**QUOTED TEXT**
::::::::::
Premise/plot: Doctor Jeddler has two daughters, Grace and Marion. Marion, the younger daughter, is engaged to Alfred Heathfield. No one could be happier for the couple than Grace. In fact, Grace talks about Alfred morning, noon, and night. The engagement is to be a long one, of several years. As the time nears for Alfred's return, Marion begins acting strangely. This is about the same time that Michael Warden makes plans to leave the country--due to financial disgrace/ruin. Could these two be in love? Perhaps. One thing is certain, Marion does meet secretly with him before Alfred's return. Clemency Newcome, a servant in the home, witnesses this arrangement.

My thoughts: I loved this one. I at least loved it more than I ever thought possible. Dickens introduces some great characters. Dr. Jeddler has a STRANGE philosophy about the meaning of life. As do some of the other characters in this one. (I can't remember now if it was Snitchey or Craggs that philosophizes. But here is the man's philosophy: "Everything appears to me to be made too easy, now-a-days. It’s the vice of these times. If the world is a joke (I am not prepared to say it isn’t), it ought to be made a very difficult joke to crack. It ought to be as hard a struggle, sir, as possible. That’s the intention. But, it’s being made far too easy. We are oiling the gates of life. They ought to be rusty. We shall have them beginning to turn, soon, with a smooth sound.") I really loved Clemency Newcome and Ben Britain, the two servants. They may be my favorite characters in the novella. I hoped that these two would end up together. I was so SATISFIED when they did.
::::::::::
**EXCERPTED RECORDS**
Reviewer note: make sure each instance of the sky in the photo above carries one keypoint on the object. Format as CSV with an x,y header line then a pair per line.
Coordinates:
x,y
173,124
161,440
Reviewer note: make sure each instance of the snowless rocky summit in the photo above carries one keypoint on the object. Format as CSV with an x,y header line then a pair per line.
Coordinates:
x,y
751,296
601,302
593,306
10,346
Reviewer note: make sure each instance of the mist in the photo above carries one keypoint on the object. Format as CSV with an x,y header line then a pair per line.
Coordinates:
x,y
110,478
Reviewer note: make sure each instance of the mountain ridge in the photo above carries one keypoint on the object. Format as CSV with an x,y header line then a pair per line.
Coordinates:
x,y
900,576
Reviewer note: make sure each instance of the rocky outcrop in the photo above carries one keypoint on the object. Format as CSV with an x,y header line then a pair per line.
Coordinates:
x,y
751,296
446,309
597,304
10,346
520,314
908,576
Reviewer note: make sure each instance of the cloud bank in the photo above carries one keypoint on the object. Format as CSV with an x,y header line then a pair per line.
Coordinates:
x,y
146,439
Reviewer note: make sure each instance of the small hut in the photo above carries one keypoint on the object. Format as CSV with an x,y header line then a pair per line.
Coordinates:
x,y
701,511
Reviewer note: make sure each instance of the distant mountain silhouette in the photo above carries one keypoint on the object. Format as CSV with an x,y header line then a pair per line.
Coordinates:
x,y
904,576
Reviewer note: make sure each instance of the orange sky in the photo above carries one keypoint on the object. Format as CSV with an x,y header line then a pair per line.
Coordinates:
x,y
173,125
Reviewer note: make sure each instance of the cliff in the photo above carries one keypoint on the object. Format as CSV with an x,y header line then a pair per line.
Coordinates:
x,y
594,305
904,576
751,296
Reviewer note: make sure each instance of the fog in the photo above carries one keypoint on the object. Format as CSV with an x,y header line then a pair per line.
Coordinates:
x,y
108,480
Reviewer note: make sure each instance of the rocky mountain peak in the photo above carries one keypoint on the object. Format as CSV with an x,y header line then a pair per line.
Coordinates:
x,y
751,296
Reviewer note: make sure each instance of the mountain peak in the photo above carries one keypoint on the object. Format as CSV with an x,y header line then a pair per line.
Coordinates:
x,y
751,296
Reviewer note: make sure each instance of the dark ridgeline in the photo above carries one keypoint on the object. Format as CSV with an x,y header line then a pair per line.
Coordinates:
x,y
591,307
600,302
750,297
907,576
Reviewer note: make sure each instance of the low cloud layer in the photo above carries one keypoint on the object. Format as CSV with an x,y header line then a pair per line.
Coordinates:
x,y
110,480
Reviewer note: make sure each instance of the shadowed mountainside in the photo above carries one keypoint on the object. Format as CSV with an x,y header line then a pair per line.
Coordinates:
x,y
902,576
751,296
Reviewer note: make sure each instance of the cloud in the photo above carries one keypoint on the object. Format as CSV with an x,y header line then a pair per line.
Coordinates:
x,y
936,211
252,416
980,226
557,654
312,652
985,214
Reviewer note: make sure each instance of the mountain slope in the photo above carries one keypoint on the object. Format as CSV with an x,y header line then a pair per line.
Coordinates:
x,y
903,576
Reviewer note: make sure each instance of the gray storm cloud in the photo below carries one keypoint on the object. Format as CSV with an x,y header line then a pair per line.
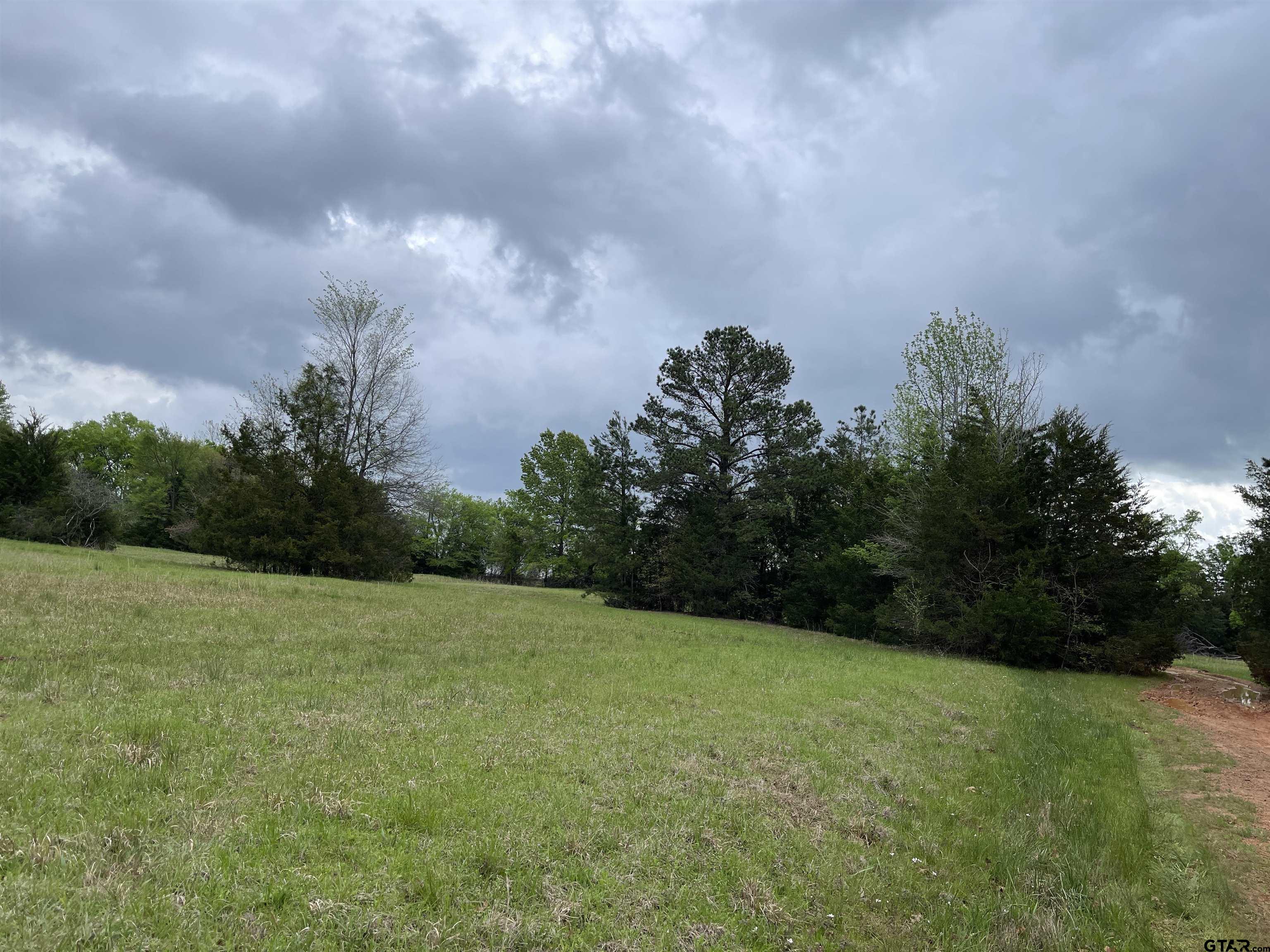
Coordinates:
x,y
562,192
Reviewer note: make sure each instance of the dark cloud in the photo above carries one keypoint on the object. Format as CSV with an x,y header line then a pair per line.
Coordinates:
x,y
559,193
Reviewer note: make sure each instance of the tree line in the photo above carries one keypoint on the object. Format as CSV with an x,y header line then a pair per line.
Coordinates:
x,y
962,521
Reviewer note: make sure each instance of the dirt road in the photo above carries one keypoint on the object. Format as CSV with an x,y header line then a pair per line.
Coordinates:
x,y
1240,732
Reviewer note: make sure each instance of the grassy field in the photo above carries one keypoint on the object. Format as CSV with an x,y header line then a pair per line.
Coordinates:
x,y
1216,666
192,757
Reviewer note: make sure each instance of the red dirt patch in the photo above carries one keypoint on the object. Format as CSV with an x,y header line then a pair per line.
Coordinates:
x,y
1236,730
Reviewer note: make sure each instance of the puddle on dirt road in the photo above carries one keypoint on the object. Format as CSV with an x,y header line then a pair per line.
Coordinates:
x,y
1240,695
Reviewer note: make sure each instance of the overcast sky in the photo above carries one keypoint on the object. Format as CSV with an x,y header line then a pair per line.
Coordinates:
x,y
562,192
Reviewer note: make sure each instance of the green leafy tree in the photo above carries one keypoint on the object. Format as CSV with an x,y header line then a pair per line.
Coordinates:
x,y
516,539
615,511
46,499
718,426
454,533
287,502
957,369
1250,573
556,480
841,507
32,464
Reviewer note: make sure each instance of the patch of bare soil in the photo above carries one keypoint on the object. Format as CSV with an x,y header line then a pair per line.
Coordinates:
x,y
1236,730
1244,734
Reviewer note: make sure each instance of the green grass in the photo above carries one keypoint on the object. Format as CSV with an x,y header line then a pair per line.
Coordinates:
x,y
192,757
1216,666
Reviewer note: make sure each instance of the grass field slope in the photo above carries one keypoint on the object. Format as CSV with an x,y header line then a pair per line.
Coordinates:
x,y
196,758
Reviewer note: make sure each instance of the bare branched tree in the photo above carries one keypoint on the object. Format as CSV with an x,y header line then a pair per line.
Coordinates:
x,y
383,428
953,369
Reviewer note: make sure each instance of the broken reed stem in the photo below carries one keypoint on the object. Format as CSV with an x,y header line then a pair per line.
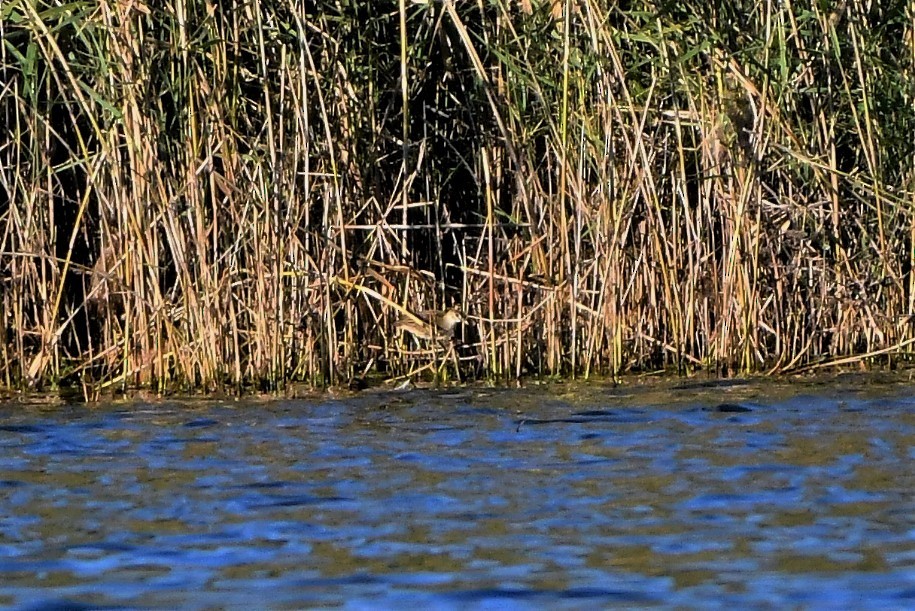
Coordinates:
x,y
677,194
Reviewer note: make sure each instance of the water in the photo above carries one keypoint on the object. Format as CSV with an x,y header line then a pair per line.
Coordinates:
x,y
678,494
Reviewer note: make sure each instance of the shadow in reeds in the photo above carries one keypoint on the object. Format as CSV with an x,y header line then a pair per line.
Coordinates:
x,y
255,197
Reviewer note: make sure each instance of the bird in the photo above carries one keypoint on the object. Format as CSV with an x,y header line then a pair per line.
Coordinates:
x,y
431,323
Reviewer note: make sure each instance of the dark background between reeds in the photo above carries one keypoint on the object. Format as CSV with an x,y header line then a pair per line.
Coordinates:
x,y
197,194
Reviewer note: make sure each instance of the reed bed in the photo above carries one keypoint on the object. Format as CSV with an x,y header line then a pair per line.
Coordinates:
x,y
210,195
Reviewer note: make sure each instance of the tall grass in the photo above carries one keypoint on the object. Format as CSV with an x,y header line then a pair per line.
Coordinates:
x,y
208,194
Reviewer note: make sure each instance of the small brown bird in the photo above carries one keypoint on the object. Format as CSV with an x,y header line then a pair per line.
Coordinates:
x,y
431,323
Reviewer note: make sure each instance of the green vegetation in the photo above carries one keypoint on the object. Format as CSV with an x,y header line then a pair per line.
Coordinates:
x,y
203,194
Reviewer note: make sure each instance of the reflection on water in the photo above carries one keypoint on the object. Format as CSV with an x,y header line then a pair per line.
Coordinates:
x,y
757,494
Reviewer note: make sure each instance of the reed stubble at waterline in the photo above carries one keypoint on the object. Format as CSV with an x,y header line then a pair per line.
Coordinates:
x,y
673,192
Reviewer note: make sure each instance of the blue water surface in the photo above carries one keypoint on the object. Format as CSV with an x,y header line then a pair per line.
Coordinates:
x,y
676,494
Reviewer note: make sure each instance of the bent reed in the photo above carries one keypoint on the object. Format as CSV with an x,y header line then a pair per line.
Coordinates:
x,y
227,195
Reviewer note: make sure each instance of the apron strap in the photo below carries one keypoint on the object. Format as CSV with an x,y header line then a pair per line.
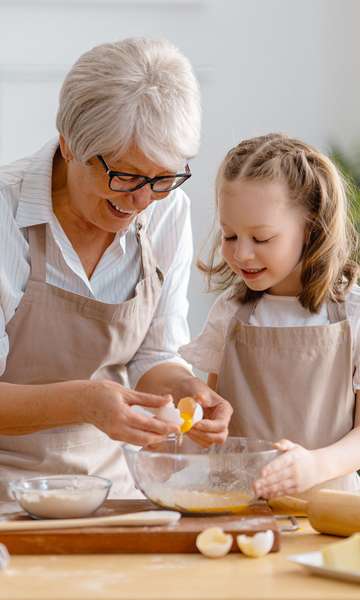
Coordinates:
x,y
148,264
37,248
245,311
336,311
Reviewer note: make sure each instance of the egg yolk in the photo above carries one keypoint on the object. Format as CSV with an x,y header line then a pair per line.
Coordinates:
x,y
187,422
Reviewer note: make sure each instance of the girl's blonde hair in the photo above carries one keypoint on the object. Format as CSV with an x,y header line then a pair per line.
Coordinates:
x,y
328,259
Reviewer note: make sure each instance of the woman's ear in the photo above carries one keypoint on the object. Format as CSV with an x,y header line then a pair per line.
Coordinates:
x,y
65,150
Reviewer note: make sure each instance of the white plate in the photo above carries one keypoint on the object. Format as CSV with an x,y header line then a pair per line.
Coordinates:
x,y
313,562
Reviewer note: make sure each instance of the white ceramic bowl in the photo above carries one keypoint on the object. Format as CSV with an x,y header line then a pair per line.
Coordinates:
x,y
60,496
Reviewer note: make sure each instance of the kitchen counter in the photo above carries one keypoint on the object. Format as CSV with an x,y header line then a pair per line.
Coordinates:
x,y
175,576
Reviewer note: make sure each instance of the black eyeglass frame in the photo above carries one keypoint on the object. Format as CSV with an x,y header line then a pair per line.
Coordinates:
x,y
146,180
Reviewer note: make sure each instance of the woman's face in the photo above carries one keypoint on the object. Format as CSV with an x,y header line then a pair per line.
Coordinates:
x,y
90,199
262,235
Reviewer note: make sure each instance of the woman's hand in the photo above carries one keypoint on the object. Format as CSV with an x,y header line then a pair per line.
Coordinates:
x,y
295,471
213,428
108,406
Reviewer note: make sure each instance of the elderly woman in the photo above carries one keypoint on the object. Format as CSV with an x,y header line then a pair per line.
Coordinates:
x,y
95,253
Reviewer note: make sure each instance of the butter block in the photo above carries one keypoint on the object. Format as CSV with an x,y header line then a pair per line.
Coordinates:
x,y
344,555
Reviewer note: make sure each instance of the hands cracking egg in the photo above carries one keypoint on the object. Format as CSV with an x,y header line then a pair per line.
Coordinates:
x,y
187,413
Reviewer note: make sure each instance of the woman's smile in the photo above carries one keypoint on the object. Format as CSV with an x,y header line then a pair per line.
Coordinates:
x,y
118,212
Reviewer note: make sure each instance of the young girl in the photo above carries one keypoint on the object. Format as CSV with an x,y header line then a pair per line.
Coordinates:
x,y
282,341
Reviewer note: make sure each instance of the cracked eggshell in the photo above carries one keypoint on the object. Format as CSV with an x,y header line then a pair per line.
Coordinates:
x,y
170,413
4,557
189,406
213,542
256,545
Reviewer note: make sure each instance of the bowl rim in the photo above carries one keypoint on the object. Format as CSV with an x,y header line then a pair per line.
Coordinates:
x,y
129,448
18,484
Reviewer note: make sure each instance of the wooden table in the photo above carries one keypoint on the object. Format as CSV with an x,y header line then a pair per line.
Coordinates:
x,y
176,576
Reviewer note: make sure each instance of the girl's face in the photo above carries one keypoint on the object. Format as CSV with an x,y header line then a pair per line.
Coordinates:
x,y
262,235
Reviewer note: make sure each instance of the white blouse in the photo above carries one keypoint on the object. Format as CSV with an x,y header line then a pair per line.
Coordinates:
x,y
205,351
25,199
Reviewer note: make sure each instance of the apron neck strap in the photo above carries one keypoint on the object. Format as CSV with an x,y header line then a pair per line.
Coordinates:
x,y
148,263
37,248
245,311
336,311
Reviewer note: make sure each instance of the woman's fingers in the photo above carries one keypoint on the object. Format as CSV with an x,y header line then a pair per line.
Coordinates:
x,y
207,439
143,423
207,426
151,400
284,445
139,438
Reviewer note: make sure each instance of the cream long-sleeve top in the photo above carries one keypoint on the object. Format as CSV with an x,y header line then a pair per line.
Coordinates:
x,y
205,351
25,199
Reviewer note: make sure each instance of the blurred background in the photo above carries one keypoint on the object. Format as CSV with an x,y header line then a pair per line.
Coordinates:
x,y
263,65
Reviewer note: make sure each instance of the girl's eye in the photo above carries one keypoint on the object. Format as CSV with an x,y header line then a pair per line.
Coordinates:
x,y
261,241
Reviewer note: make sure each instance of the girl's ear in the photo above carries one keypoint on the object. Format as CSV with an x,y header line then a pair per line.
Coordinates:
x,y
65,150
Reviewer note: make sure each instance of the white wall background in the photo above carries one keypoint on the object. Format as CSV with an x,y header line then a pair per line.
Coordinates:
x,y
264,65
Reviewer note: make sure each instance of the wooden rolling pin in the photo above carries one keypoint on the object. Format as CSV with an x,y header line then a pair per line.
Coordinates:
x,y
329,511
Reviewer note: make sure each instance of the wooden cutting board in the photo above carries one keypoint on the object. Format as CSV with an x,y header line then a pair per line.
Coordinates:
x,y
177,538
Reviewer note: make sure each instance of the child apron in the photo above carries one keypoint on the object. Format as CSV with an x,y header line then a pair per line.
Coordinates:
x,y
291,382
56,335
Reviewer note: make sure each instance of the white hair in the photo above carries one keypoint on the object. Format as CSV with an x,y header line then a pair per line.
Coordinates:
x,y
136,91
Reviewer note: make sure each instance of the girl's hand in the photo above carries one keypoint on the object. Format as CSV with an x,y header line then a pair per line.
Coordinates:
x,y
107,405
213,428
293,472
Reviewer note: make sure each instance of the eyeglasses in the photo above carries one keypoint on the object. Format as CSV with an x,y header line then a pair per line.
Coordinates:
x,y
129,182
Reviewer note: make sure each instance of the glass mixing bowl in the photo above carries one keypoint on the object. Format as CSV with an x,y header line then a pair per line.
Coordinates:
x,y
183,476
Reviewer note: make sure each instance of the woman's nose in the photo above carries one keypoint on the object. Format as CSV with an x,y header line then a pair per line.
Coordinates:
x,y
142,198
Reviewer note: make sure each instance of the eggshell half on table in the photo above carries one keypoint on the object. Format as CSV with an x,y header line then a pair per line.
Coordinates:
x,y
213,542
256,545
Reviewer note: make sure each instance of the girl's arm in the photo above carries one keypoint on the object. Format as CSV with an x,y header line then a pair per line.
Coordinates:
x,y
299,469
212,381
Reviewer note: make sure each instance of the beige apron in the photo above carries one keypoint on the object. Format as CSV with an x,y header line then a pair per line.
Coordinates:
x,y
291,382
57,335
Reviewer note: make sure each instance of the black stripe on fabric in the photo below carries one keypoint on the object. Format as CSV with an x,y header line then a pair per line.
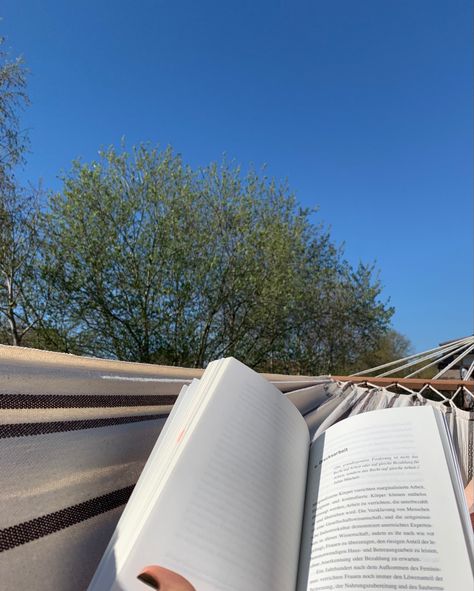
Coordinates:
x,y
82,400
25,532
30,429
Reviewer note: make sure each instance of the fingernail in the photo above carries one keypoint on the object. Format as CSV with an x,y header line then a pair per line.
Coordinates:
::::::::::
**JOBS**
1. Print the part of the review that opens with the words containing "Premise/plot: Doctor Jeddler" and closes with "witnesses this arrangement.".
2. Using the review, answer these questions:
(a) To whom is Marion engaged?
(b) Which servant witnesses Marion's arrangement with Michael Warden?
(c) Which two servants does the reviewer hope will end up together?

**SOLUTIONS TO EACH TASK**
1.
Premise/plot: Doctor Jeddler has two daughters, Grace and Marion. Marion, the younger daughter, is engaged to Alfred Heathfield. No one could be happier for the couple than Grace. In fact, Grace talks about Alfred morning, noon, and night. The engagement is to be a long one, of several years. As the time nears for Alfred's return, Marion begins acting strangely. This is about the same time that Michael Warden makes plans to leave the country--due to financial disgrace/ruin. Could these two be in love? Perhaps. One thing is certain, Marion does meet secretly with him before Alfred's return. Clemency Newcome, a servant in the home, witnesses this arrangement.

2.
(a) Alfred Heathfield
(b) Clemency Newcome
(c) Clemency Newcome and Ben Britain